> **Materials provided**:
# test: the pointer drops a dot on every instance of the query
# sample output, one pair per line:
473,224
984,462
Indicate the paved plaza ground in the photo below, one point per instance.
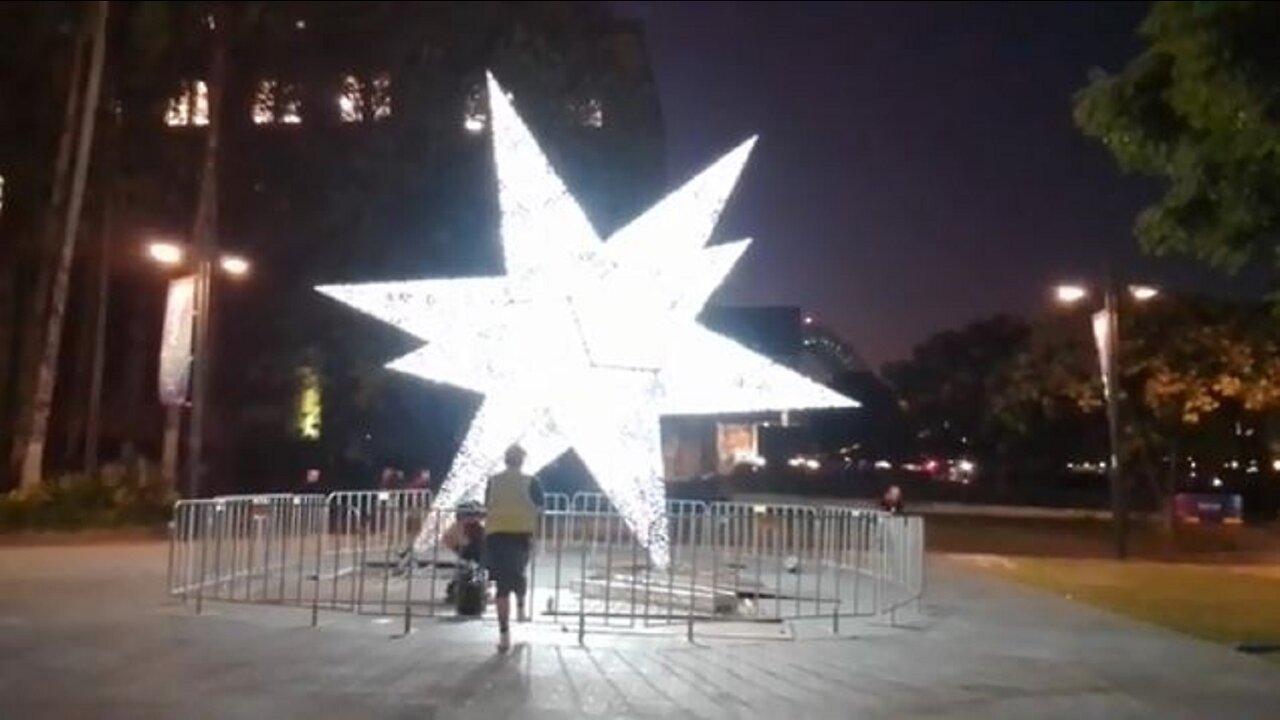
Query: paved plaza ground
87,632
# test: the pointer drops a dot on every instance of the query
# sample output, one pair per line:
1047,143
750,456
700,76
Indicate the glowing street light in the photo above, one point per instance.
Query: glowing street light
1070,294
173,255
1106,329
233,265
165,253
1143,292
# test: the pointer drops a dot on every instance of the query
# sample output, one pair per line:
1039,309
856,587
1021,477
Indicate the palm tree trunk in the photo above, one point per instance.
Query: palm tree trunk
94,431
30,333
204,238
46,373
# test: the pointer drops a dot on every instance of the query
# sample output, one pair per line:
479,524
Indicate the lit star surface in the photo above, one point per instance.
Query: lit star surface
585,343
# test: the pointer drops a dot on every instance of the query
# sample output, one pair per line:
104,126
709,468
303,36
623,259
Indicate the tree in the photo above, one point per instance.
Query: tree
46,373
947,384
1192,374
1200,108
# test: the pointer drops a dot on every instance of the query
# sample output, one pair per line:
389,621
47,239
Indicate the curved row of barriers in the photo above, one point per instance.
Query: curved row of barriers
355,552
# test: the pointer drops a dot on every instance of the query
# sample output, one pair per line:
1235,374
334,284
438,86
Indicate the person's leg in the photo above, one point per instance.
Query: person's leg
503,604
501,566
521,580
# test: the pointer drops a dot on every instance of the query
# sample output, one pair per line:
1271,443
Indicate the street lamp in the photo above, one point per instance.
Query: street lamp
1106,333
233,265
173,254
165,253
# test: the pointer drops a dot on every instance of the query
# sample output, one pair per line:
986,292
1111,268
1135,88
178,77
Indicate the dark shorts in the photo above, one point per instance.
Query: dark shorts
507,556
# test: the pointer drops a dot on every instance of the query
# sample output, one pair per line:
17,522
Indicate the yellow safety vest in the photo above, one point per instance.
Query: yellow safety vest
508,509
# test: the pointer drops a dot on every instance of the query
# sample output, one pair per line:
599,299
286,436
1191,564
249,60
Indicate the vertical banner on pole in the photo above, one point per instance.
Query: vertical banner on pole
176,341
1102,335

> **What you are asked to do**:
Retype all of the entries exactly as written, leaving out any images.

> **Full response**:
# test: the pointer drops a dot on every instance of the query
# sample output, one pair per line:
473,224
984,462
Indicate the paved plaza ground in the photo below, one point per instance.
Query: paved plaza ground
87,632
# test: the pointer drops a dot on every instance of the query
# sample output, one pair per line:
1047,143
750,456
700,76
Indicate the glowing street light in the photo above, one point per instance.
Query: glowing street light
1070,294
173,255
1106,329
233,265
165,253
1143,292
# test: the pointer drops a dot on every instance of the query
# sample output, one pair per line:
1039,309
856,587
1021,477
Indicate the palm tree trunk in the photo above, one point per instance.
Query: palm tree trunk
94,431
30,333
204,238
46,373
# test: the pointer drops a dot on every instance of the query
# sample output, one pair per line:
479,524
Indicate the lit star surface in the photo above, one point per instance.
Query: lit star surface
585,343
# test: the pointer drops a dot on every instance of the query
# sample output, one pair per line:
104,126
709,468
303,36
623,259
Indicate the tree in the photo above, one point per instance.
Query: tree
46,373
947,384
1192,374
1200,108
# test: the pointer drops a dot on every instance of the query
# sample output, one pair per line:
389,621
47,239
Indicate the curved row of barriers in the photo above, one point per instance.
Query: curved row of barriers
355,552
# test: the pointer drops a dot on every instance of the query
# sample output, one pair per line:
1235,374
334,284
438,86
Indicate the person's leg in the photo above, one point per instance.
Query: person's leg
503,604
501,566
521,580
# test: the pointer drops a dot on every instance of the query
# sample output, one pair per line:
1271,443
Indicate the street lamp in the photo above, one point per instance.
Query: street lamp
1106,333
233,265
173,254
165,253
# test: the pointer drops a dot on every instance of the query
# sample output, one pair per line:
986,292
1111,268
1135,88
178,77
Indicate the dark shorts in the photo above, one point per instance.
Query: dark shorts
507,556
# test: the pointer drops a dot on every instance of the query
# sample output, one pair per line:
17,522
Indicate the yellow safety vest in the photo above, one point per instance.
Query: yellow safety vest
508,509
# test: the pointer drops a dot on every instance of the query
# sample output, one pair per line:
599,299
286,436
1191,564
249,60
Indicate the vertical banner on pole in the photo above, one point per instance.
Query: vertical banner on pole
176,341
1102,335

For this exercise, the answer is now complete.